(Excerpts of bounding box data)
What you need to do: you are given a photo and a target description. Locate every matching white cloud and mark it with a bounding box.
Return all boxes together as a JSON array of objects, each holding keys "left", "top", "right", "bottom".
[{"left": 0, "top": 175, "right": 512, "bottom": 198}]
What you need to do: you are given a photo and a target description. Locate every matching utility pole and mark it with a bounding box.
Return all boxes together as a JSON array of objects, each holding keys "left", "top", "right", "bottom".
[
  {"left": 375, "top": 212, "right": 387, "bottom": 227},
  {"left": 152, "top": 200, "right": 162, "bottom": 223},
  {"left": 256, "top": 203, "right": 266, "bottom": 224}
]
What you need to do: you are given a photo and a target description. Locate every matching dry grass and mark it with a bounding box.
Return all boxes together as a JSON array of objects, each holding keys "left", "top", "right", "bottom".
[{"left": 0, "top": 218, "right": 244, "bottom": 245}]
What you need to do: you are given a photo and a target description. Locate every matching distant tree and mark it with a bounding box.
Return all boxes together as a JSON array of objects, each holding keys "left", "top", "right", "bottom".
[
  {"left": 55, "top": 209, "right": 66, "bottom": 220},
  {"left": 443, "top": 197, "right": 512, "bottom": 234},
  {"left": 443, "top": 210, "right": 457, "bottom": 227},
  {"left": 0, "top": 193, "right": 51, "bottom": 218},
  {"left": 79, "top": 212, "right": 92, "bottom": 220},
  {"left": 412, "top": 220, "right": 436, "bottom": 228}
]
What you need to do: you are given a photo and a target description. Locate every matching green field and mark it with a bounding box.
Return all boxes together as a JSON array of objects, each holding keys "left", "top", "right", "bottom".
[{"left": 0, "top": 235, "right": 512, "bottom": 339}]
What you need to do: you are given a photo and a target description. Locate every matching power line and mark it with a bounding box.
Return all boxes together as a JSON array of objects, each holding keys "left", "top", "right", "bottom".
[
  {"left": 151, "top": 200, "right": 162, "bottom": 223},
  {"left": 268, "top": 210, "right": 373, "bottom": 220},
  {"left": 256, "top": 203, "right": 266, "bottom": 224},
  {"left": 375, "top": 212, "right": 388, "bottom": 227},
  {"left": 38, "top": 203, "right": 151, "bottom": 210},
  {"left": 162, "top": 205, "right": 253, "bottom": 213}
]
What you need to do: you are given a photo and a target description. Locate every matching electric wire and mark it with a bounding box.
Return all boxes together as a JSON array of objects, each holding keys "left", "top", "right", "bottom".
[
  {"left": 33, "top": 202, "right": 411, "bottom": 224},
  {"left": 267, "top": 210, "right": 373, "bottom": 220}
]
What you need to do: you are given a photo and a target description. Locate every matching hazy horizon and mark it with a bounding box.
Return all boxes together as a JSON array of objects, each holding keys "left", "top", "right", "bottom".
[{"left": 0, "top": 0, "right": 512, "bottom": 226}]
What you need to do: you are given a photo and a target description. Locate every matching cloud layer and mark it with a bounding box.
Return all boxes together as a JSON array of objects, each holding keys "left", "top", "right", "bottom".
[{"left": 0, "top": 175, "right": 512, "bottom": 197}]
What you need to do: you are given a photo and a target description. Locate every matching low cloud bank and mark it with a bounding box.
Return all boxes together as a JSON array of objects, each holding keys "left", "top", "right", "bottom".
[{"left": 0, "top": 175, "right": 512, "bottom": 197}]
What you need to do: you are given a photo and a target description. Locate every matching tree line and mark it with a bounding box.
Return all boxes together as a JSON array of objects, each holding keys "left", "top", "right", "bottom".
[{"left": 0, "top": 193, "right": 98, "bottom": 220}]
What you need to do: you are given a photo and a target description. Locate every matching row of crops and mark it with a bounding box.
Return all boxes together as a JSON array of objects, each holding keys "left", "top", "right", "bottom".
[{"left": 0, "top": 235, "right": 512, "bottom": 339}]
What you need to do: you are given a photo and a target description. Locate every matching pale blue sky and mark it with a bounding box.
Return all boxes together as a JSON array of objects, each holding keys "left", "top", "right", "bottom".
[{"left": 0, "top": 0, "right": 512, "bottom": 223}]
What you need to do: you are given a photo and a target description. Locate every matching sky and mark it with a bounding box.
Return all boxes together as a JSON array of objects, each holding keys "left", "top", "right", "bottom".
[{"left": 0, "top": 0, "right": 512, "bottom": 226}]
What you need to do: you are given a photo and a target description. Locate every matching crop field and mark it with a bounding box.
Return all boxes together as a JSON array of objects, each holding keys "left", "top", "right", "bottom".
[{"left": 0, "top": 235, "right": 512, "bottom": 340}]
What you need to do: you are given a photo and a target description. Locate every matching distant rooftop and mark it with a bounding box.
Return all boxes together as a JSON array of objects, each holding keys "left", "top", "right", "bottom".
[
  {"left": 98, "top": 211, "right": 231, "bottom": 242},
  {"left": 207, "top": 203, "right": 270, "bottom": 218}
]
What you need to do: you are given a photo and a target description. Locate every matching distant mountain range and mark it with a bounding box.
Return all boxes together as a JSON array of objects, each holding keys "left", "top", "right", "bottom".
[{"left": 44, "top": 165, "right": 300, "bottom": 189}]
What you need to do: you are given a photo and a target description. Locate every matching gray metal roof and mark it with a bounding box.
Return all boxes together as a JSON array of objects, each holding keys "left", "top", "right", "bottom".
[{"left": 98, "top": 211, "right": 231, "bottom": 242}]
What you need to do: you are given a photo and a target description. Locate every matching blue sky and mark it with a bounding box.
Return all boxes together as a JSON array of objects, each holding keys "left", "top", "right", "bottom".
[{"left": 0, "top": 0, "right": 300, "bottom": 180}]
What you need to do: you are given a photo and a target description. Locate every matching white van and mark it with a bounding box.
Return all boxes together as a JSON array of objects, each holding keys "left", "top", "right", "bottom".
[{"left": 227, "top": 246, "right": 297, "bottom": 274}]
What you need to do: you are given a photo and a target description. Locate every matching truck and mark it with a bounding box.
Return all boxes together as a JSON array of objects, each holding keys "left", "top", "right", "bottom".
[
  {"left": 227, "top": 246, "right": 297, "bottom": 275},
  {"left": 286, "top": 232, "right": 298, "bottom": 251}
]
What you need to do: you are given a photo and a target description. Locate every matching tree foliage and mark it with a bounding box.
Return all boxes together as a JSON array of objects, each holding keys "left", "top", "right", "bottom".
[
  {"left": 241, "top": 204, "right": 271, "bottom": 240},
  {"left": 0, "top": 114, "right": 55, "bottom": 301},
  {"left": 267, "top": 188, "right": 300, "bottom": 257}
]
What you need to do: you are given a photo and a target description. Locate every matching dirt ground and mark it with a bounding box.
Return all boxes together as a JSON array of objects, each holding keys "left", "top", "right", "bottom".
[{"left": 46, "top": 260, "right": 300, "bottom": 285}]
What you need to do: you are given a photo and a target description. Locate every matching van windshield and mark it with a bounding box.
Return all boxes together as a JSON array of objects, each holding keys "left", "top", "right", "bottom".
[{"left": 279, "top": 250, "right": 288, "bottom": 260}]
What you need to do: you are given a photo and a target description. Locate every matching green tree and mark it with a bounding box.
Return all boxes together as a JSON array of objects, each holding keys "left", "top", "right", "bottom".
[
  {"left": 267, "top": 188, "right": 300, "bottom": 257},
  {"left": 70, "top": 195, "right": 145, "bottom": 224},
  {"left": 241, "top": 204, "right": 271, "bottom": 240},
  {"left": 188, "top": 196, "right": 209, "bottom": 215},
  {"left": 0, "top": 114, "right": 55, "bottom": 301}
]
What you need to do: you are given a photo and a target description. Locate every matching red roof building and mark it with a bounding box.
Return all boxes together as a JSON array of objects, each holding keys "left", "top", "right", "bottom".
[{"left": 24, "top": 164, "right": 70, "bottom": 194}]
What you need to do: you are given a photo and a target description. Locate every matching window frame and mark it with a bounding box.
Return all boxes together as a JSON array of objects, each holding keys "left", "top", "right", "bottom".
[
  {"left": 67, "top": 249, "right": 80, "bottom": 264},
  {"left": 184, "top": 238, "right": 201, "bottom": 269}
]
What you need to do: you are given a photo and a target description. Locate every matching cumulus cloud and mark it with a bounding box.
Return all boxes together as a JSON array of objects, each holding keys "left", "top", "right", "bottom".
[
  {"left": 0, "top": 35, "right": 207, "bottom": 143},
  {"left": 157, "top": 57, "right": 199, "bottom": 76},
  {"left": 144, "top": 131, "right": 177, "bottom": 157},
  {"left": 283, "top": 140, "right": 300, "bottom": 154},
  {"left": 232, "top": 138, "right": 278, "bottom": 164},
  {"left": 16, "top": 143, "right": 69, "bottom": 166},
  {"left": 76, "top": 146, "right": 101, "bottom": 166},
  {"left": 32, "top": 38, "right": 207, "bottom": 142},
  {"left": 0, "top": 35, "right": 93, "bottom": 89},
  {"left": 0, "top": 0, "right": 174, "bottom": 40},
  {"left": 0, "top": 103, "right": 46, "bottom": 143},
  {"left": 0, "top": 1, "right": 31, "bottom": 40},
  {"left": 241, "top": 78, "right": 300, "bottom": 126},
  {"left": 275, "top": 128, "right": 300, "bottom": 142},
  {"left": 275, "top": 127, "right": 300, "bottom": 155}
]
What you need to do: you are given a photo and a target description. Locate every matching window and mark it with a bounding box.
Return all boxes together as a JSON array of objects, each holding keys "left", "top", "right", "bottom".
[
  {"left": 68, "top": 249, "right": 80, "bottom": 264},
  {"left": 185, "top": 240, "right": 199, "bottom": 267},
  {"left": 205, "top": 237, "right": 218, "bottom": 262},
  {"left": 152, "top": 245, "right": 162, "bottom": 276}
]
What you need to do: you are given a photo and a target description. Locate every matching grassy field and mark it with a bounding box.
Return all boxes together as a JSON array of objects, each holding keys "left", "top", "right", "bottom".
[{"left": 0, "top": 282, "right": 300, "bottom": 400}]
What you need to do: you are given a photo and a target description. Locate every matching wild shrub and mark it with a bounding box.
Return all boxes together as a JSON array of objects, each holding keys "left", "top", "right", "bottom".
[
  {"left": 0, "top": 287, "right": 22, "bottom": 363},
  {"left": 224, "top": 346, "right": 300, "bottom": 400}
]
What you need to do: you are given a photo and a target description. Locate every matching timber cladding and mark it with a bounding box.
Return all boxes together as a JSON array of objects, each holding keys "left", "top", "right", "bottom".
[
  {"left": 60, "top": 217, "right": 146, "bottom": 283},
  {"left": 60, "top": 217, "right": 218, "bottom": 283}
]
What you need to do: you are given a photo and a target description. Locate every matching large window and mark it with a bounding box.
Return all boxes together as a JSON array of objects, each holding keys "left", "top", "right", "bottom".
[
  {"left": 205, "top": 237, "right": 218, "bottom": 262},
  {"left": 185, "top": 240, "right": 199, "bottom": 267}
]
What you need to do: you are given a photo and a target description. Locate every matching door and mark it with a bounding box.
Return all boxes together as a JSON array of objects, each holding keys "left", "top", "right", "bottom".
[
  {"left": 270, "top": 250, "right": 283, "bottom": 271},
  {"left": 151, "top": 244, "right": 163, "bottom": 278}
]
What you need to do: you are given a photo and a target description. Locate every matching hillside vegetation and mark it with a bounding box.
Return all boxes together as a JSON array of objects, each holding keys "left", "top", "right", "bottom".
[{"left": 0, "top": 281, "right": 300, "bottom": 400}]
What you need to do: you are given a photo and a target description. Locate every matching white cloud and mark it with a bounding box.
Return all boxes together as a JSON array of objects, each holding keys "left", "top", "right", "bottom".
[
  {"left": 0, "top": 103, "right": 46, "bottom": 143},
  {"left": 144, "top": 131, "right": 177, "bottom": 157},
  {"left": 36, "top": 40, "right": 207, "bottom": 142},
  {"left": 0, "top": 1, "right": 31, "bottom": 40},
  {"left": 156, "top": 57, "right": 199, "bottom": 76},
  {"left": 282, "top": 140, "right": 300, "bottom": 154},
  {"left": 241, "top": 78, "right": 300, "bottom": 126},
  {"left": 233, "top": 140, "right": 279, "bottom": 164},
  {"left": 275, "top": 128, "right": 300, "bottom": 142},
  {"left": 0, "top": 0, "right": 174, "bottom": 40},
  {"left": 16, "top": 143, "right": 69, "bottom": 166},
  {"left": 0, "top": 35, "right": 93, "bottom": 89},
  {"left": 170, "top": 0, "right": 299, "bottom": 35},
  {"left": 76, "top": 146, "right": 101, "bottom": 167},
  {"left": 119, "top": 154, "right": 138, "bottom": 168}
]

Task to complete: Locate each line in the records above that includes the string "green" and copy those lines out, treating uppercase and lowercase letters as different.

The result:
What you need to do: you are given a photo and a target description. Locate every matching green field and mark it with a bounding box.
What you need to do: you are given a photo and a target description. Locate every matching green tree and mark it with a bounding box.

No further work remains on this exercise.